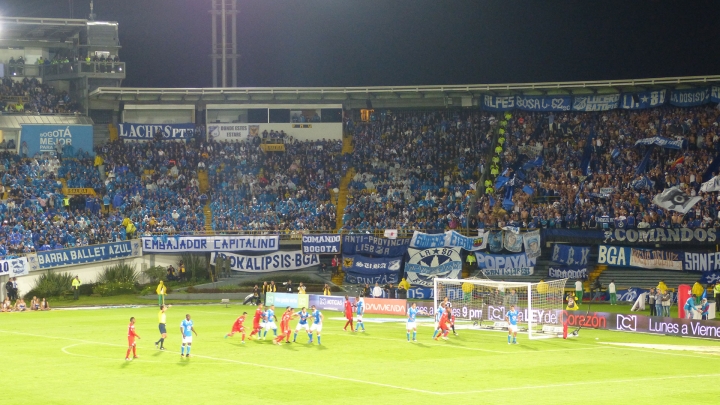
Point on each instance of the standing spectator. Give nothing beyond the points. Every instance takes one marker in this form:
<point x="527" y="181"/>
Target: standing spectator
<point x="666" y="302"/>
<point x="377" y="291"/>
<point x="651" y="301"/>
<point x="690" y="307"/>
<point x="161" y="290"/>
<point x="76" y="288"/>
<point x="697" y="289"/>
<point x="704" y="308"/>
<point x="658" y="302"/>
<point x="578" y="290"/>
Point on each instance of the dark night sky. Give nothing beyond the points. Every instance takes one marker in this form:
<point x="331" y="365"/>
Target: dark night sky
<point x="166" y="43"/>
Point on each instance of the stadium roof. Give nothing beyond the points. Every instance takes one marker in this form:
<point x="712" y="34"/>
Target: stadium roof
<point x="314" y="94"/>
<point x="39" y="29"/>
★ ★ ★ ★ ★ ★ ★
WHAT TO WORK ON: State how many lines in the records above contain the word "instance". Write the number alone.

SOLVED EXERCISE: 3